Prompt: Output the data below in full, character for character.

Provided entries:

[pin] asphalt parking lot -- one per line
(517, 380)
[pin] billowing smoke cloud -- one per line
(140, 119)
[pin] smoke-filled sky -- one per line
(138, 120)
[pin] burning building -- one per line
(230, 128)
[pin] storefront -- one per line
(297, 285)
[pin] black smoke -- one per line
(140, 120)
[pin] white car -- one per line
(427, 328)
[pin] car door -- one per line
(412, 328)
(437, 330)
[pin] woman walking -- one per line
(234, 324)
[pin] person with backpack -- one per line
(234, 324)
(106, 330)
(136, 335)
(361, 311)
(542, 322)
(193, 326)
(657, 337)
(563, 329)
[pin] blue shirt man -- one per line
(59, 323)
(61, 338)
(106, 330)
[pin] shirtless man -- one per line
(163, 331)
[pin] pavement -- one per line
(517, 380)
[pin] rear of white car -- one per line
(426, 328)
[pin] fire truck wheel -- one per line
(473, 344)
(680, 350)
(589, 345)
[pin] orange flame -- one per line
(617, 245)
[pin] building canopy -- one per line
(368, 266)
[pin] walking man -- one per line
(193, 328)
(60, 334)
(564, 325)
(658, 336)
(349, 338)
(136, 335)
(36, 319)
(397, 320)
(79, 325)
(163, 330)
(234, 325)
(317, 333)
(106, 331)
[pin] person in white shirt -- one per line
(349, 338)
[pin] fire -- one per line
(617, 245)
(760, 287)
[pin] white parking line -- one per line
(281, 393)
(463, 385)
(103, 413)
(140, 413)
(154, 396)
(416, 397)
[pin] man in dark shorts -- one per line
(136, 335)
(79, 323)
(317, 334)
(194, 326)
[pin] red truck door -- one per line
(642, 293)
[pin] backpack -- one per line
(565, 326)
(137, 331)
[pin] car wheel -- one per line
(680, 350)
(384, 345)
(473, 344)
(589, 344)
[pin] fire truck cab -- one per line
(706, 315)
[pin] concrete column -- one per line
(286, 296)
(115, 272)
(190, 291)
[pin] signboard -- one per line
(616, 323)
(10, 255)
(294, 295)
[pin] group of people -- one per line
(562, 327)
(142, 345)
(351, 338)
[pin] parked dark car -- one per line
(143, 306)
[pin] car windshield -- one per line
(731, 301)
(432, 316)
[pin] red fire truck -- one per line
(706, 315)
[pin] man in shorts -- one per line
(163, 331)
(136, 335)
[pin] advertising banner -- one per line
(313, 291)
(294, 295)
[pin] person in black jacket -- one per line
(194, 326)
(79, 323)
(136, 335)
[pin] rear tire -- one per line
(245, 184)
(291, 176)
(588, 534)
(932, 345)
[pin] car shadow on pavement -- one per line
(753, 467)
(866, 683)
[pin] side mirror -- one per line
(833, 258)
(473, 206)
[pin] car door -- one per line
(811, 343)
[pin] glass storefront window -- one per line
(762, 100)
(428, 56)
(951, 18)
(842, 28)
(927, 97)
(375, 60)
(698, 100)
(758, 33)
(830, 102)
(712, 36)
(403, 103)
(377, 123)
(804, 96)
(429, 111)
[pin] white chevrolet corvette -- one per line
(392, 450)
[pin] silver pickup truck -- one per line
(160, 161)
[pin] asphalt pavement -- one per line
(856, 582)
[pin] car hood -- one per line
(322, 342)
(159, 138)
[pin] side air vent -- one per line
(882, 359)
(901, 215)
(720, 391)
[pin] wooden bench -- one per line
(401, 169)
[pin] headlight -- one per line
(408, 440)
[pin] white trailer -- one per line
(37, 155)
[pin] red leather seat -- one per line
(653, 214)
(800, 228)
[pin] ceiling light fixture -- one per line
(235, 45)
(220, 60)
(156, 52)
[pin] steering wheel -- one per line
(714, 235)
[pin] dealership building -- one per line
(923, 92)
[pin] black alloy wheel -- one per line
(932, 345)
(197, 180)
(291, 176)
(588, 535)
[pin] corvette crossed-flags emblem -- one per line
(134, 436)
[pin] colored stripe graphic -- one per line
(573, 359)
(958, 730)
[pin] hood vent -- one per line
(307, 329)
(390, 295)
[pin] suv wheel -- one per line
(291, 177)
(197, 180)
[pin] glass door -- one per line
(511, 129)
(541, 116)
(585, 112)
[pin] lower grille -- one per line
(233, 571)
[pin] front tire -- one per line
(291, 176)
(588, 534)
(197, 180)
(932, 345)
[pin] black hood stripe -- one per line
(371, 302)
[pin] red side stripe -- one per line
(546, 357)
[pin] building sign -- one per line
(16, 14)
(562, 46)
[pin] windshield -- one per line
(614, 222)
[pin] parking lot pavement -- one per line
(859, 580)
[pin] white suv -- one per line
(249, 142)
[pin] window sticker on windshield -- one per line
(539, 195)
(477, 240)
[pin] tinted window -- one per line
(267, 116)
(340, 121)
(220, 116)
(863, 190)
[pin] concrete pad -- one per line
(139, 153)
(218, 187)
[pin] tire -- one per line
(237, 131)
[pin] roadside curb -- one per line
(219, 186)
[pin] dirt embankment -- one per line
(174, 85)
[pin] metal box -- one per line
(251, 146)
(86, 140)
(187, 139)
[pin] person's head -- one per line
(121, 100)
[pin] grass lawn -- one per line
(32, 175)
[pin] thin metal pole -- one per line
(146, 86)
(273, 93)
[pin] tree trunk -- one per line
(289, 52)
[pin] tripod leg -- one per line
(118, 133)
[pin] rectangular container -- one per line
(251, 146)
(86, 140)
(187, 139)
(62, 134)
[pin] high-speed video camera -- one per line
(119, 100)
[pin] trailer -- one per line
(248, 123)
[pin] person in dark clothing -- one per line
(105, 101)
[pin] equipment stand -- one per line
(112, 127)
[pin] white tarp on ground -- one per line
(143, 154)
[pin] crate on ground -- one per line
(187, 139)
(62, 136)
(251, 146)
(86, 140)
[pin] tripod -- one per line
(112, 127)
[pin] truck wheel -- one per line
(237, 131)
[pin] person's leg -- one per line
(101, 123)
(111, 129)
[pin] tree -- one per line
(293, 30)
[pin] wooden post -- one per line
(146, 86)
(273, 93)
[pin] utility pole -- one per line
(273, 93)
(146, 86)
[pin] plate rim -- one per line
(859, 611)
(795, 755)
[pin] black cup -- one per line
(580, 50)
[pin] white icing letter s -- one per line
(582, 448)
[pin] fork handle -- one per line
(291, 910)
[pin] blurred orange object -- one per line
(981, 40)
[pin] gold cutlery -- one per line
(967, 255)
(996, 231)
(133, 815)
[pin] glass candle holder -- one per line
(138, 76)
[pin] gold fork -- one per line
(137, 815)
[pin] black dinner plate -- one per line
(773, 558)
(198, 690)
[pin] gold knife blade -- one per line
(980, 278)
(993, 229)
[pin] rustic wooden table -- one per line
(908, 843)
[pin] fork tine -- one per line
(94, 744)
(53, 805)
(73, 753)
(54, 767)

Exercise result:
[pin] asphalt parking lot -- one per line
(517, 380)
[pin] billowing smoke cloud -- one per line
(140, 119)
[pin] smoke-filled sky -- one per line
(138, 120)
[pin] burning building -- one per line
(230, 128)
[pin] storefront -- one per line
(297, 285)
[pin] black smoke -- one per line
(140, 120)
[pin] white car -- one per line
(427, 328)
[pin] car door -- one per line
(412, 328)
(437, 330)
[pin] woman walking -- one per line
(234, 324)
[pin] person with backpack -- one per line
(234, 324)
(106, 330)
(136, 335)
(361, 311)
(542, 322)
(193, 326)
(657, 337)
(563, 329)
[pin] blue shirt man -- one per line
(59, 323)
(61, 338)
(106, 330)
[pin] shirtless man -- one per line
(163, 331)
[pin] pavement -- one per line
(517, 380)
[pin] rear of white car -- one per line
(426, 328)
[pin] fire truck wheel -- one per line
(473, 344)
(680, 350)
(589, 345)
[pin] orange flame -- one per line
(617, 245)
[pin] building canopy -- one per line
(368, 266)
[pin] walking man -- one per line
(193, 328)
(60, 334)
(564, 325)
(658, 336)
(349, 338)
(136, 335)
(36, 319)
(397, 320)
(79, 325)
(163, 330)
(234, 325)
(317, 333)
(106, 331)
[pin] person in white shirt -- one per line
(349, 338)
[pin] fire -- one per line
(617, 245)
(760, 287)
[pin] white parking line -- one per line
(281, 393)
(463, 385)
(103, 413)
(140, 413)
(154, 396)
(416, 397)
[pin] man in dark shorts -- one per line
(136, 335)
(79, 323)
(317, 334)
(194, 326)
[pin] red truck door -- one per line
(642, 293)
[pin] backpack -- one per line
(565, 326)
(137, 331)
[pin] car wheel -- one per line
(680, 350)
(384, 345)
(473, 344)
(589, 344)
[pin] fire truck cab -- one per line
(706, 315)
[pin] concrete column -- one per line
(286, 296)
(115, 272)
(190, 291)
[pin] signboard -- one per line
(616, 323)
(10, 255)
(294, 295)
[pin] group of people -- one per line
(562, 327)
(142, 345)
(351, 338)
[pin] parked dark car -- one per line
(143, 306)
[pin] car windshield -- one per line
(731, 301)
(432, 316)
[pin] red fire truck -- one per line
(706, 315)
[pin] man in shorts -- one per line
(163, 331)
(136, 335)
[pin] advertising banner -- one per line
(313, 291)
(294, 295)
[pin] person in black jacket -- one per line
(194, 326)
(79, 323)
(136, 335)
[pin] rear tire -- one per line
(245, 184)
(291, 176)
(588, 534)
(932, 345)
[pin] car shadow on pavement -- one per line
(753, 467)
(866, 683)
[pin] side mirror -- one per line
(833, 258)
(473, 206)
[pin] car door -- one per line
(811, 343)
[pin] glass storefront window -- one per line
(762, 100)
(428, 56)
(951, 18)
(842, 28)
(927, 97)
(375, 60)
(698, 100)
(758, 33)
(830, 102)
(712, 36)
(403, 103)
(377, 123)
(804, 96)
(429, 111)
[pin] white chevrolet corvette -- one per line
(392, 450)
[pin] silver pickup truck -- one per line
(160, 161)
[pin] asphalt pavement -- one per line
(856, 582)
[pin] car hood -- one per line
(322, 342)
(159, 138)
[pin] side air vent -- one per line
(882, 359)
(901, 215)
(720, 391)
[pin] wooden bench -- one per line
(401, 169)
[pin] headlight -- one per line
(408, 440)
[pin] white trailer -- one per line
(37, 155)
[pin] red leather seat -- one per line
(653, 214)
(800, 228)
[pin] ceiling light fixture -- one per line
(235, 45)
(220, 60)
(156, 52)
[pin] steering wheel -- one per line
(714, 235)
[pin] dealership building -- one per line
(923, 92)
[pin] black alloy wheel -- one per line
(932, 345)
(197, 180)
(291, 176)
(588, 535)
[pin] corvette crossed-flags emblem -- one per line
(134, 436)
[pin] colored stripe graphic -- one per line
(573, 359)
(958, 730)
[pin] hood vent -- one per line
(307, 329)
(390, 295)
[pin] suv wheel -- one per line
(291, 177)
(197, 180)
[pin] glass door -- one per line
(511, 129)
(541, 116)
(585, 112)
[pin] lower grille -- one per line
(233, 571)
[pin] front tire -- one per line
(291, 176)
(588, 534)
(197, 180)
(932, 345)
[pin] black hood stripe -- one per line
(371, 302)
[pin] red side stripe -- one per line
(546, 357)
[pin] building sign -- one per line
(16, 14)
(562, 46)
[pin] windshield -- one per line
(614, 222)
[pin] parking lot pavement -- one per line
(859, 580)
[pin] white suv -- one per line
(249, 142)
[pin] window sticker on windshield -- one per line
(539, 195)
(477, 240)
[pin] tinted window -- one per line
(267, 116)
(340, 121)
(220, 116)
(863, 190)
[pin] concrete pad -- one per line
(139, 153)
(218, 187)
[pin] tire -- one per line
(237, 131)
[pin] roadside curb -- one per line
(219, 186)
[pin] dirt embankment -- one per line
(174, 85)
[pin] metal box -- one per line
(251, 146)
(86, 140)
(187, 139)
[pin] person's head -- one per line
(121, 100)
[pin] grass lawn -- one per line
(32, 175)
[pin] thin metal pole -- one per line
(146, 86)
(273, 93)
[pin] tree trunk -- one per line
(289, 52)
[pin] tripod leg -- one per line
(118, 133)
[pin] rectangular container -- one per line
(251, 146)
(86, 140)
(187, 139)
(62, 134)
[pin] high-speed video camera -- one per line
(119, 100)
[pin] trailer -- one per line
(248, 123)
[pin] person in dark clothing -- one per line
(105, 101)
[pin] equipment stand -- one per line
(112, 127)
[pin] white tarp on ground -- one per line
(143, 154)
[pin] crate on ground -- one per line
(187, 139)
(62, 136)
(251, 146)
(86, 140)
[pin] tripod -- one per line
(112, 127)
[pin] truck wheel -- one per line
(237, 131)
[pin] person's leg -- one per line
(101, 123)
(111, 129)
[pin] tree -- one per line
(293, 30)
[pin] wooden post -- one per line
(146, 86)
(273, 93)
[pin] utility pole -- one per line
(273, 93)
(146, 86)
[pin] plate rim -- one per line
(859, 611)
(795, 755)
[pin] black cup -- one per line
(580, 50)
[pin] white icing letter s -- one per line
(582, 448)
[pin] fork handle -- one per line
(291, 910)
[pin] blurred orange object -- one per line
(981, 40)
[pin] gold cutlery -- one per line
(967, 255)
(996, 231)
(133, 815)
[pin] glass candle holder -- one per line
(138, 76)
[pin] gold fork -- one per line
(137, 815)
[pin] black dinner plate -- one per line
(773, 558)
(198, 690)
[pin] gold knife blade -- one per line
(980, 278)
(993, 229)
[pin] rustic wooden table -- one per line
(908, 843)
[pin] fork tine -- one per line
(94, 744)
(53, 805)
(73, 753)
(54, 767)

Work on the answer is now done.